- Material to process
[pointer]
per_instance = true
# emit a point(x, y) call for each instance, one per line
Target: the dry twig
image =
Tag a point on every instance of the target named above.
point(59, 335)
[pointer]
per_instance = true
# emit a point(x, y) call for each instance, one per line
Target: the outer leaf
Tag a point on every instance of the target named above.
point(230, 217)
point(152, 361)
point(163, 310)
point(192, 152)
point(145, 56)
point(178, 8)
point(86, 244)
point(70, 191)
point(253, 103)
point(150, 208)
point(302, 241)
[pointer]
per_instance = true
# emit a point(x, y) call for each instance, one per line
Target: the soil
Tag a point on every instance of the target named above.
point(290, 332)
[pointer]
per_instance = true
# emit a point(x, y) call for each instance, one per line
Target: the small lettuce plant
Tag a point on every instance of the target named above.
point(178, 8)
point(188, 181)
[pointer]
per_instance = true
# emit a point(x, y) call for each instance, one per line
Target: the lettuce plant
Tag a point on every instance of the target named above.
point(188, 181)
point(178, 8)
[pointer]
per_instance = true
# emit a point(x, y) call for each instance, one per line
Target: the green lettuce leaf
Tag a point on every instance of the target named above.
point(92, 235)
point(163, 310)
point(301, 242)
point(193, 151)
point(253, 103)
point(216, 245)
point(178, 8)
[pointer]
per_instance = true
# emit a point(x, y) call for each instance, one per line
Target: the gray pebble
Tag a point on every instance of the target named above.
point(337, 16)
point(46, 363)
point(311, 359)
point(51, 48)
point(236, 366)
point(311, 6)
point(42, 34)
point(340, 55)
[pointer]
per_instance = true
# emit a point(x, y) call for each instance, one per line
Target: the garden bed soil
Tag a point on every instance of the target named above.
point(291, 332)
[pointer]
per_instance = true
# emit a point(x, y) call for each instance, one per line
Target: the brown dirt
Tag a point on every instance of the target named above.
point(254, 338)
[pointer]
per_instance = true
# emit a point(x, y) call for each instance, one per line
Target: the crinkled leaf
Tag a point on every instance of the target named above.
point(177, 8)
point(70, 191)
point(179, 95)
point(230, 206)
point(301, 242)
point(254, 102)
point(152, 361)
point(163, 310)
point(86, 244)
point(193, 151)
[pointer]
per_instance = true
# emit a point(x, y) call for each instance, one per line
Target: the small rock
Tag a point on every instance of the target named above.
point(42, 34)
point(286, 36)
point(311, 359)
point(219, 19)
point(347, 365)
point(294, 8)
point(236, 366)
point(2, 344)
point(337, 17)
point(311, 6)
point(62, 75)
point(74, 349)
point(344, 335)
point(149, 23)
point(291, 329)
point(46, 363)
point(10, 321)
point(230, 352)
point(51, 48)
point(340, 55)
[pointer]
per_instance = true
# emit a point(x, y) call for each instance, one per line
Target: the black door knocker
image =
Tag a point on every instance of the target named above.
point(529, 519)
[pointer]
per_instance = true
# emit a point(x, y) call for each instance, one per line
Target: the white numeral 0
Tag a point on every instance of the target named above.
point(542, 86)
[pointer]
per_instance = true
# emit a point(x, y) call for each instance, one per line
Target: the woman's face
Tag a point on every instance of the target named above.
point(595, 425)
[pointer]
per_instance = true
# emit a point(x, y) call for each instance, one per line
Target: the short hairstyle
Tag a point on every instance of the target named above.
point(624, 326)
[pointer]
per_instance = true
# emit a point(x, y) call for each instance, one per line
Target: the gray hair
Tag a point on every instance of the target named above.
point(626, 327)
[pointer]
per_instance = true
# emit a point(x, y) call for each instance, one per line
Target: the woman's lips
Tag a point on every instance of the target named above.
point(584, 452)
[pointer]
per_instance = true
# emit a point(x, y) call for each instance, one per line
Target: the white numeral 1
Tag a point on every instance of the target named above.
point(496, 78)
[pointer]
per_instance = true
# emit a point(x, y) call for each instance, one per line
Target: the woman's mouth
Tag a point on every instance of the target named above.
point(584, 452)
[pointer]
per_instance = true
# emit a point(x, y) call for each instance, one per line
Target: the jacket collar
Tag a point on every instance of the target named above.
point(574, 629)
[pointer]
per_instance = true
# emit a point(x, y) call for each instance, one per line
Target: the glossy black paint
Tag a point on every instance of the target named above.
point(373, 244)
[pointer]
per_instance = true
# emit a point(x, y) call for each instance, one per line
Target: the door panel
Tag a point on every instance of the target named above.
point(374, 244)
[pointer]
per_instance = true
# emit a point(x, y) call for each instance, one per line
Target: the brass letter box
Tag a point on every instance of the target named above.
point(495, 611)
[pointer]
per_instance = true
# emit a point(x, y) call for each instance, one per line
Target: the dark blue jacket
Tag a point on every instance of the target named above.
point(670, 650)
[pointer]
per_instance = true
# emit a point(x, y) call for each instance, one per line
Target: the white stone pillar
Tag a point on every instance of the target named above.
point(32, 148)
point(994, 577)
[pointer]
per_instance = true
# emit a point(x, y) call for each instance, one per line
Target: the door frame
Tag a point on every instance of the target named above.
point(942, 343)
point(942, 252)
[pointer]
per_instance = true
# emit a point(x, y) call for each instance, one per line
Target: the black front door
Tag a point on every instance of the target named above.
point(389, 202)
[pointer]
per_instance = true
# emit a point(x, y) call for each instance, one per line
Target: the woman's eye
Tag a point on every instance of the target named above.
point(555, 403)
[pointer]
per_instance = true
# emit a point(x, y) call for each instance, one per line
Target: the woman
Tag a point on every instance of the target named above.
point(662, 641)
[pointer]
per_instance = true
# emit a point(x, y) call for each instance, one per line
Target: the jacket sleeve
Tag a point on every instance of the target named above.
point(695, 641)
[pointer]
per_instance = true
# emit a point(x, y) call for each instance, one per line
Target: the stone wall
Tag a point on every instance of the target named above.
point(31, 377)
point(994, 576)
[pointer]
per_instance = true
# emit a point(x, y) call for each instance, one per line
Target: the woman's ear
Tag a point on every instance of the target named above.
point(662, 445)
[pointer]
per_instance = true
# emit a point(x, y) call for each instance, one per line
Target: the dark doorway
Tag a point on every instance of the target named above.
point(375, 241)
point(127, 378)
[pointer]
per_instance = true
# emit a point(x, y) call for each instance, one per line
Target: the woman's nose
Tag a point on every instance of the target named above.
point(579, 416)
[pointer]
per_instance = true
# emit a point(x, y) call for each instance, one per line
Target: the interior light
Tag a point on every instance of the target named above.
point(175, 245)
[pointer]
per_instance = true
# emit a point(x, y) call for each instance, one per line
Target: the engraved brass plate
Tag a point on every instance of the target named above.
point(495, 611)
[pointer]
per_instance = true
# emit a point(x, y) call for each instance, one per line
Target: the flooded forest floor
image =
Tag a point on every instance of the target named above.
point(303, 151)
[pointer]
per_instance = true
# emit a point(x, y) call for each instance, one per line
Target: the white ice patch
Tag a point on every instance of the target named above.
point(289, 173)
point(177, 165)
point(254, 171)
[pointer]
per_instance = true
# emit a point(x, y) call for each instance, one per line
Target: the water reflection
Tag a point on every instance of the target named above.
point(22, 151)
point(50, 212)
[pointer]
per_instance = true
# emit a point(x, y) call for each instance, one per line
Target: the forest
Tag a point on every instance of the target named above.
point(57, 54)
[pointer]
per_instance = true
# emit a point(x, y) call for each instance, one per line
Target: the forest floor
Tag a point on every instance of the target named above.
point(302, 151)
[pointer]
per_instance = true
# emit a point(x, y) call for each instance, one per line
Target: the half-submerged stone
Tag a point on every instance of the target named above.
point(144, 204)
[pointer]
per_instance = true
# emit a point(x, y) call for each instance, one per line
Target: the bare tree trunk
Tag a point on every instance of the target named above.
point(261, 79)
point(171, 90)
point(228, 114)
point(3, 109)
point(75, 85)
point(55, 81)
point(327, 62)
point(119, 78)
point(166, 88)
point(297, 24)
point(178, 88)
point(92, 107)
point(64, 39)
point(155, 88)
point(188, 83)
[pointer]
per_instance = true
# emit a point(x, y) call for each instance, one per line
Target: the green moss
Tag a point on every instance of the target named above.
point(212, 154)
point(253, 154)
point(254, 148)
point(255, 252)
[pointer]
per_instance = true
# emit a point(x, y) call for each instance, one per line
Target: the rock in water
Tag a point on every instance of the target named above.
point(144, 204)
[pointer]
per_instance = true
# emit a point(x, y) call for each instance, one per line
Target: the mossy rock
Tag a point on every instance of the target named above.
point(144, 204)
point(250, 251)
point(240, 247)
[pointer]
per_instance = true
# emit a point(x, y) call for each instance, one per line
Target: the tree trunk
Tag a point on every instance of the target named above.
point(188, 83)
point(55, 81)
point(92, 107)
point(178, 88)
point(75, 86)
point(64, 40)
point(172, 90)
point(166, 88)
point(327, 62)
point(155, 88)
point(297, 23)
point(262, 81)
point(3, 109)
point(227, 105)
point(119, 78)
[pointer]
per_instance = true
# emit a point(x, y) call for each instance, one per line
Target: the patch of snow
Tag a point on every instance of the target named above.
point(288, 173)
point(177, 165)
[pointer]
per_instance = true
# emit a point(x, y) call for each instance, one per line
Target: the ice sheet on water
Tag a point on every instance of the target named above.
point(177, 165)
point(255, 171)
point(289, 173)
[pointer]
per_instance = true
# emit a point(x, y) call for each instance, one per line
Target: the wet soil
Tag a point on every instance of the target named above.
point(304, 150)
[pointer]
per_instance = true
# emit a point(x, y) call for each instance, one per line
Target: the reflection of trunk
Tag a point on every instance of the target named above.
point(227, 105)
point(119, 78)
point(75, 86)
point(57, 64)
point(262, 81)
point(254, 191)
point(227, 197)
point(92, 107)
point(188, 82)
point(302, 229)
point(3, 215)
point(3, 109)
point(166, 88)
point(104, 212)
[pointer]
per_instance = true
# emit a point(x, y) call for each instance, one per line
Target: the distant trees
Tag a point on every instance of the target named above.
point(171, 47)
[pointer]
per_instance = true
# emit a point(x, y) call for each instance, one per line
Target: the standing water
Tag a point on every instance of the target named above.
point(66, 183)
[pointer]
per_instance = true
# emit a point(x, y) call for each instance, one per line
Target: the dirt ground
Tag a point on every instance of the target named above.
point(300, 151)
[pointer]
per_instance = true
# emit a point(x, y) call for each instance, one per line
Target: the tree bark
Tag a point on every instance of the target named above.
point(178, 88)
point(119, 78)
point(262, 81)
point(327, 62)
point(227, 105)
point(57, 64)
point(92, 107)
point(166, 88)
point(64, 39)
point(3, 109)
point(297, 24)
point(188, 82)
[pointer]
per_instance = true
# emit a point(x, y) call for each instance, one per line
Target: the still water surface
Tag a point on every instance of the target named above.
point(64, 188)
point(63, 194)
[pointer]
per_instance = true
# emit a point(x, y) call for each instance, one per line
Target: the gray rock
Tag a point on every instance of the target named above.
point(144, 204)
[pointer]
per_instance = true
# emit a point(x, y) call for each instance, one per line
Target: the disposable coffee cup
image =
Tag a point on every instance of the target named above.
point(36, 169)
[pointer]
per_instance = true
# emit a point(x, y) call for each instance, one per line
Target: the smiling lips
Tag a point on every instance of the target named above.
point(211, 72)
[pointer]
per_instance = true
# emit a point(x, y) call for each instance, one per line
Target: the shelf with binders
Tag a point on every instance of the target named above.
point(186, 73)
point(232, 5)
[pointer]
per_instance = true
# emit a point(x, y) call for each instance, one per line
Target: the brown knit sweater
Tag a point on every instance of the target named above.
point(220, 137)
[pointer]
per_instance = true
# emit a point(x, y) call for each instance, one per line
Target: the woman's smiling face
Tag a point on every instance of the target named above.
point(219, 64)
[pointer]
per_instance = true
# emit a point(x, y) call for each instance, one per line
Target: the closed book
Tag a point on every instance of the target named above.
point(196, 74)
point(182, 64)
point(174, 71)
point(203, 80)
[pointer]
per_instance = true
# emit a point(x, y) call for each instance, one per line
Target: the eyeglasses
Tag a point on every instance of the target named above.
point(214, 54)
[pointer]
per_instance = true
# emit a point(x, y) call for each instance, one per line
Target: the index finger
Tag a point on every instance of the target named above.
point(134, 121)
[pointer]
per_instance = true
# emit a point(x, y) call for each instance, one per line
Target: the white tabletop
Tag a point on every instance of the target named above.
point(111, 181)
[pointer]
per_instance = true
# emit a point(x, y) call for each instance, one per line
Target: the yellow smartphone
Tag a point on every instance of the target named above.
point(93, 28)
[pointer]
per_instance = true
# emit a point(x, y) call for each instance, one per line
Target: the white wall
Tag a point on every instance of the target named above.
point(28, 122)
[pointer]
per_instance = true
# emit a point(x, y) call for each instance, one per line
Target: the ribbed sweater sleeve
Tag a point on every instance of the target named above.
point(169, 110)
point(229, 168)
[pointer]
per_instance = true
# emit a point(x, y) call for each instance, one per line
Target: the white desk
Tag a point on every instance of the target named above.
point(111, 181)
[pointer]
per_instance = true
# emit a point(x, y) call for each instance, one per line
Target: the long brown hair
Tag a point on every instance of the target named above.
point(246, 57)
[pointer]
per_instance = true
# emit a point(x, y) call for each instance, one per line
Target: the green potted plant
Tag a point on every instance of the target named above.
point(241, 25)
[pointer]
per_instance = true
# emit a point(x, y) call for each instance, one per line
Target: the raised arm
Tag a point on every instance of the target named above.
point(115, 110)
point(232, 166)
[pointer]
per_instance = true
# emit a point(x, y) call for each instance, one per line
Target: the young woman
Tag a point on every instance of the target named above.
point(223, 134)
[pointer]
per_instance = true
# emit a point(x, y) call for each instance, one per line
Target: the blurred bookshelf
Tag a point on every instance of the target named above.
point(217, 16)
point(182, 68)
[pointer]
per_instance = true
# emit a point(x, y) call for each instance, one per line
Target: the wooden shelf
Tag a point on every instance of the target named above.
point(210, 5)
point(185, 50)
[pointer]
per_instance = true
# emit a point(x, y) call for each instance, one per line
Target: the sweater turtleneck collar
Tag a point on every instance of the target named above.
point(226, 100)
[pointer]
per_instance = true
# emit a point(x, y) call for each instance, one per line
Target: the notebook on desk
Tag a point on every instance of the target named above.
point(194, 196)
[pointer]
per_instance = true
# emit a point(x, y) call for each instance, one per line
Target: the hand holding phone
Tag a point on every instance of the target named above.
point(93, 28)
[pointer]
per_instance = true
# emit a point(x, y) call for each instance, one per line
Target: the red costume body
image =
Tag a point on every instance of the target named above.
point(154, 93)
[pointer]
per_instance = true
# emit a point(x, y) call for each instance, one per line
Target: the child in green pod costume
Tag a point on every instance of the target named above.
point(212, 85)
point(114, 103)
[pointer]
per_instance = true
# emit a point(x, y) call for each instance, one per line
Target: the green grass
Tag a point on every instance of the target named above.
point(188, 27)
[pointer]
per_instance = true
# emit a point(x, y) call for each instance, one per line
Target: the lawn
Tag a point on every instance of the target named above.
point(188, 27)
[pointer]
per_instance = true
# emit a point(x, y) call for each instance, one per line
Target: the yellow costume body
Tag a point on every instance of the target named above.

- Problem to work on
Whenever the word "soil" occurs in a line of the listing above, return that line.

- Completed exercise
Target: the soil
Target: the garden bed soil
Target: the wet soil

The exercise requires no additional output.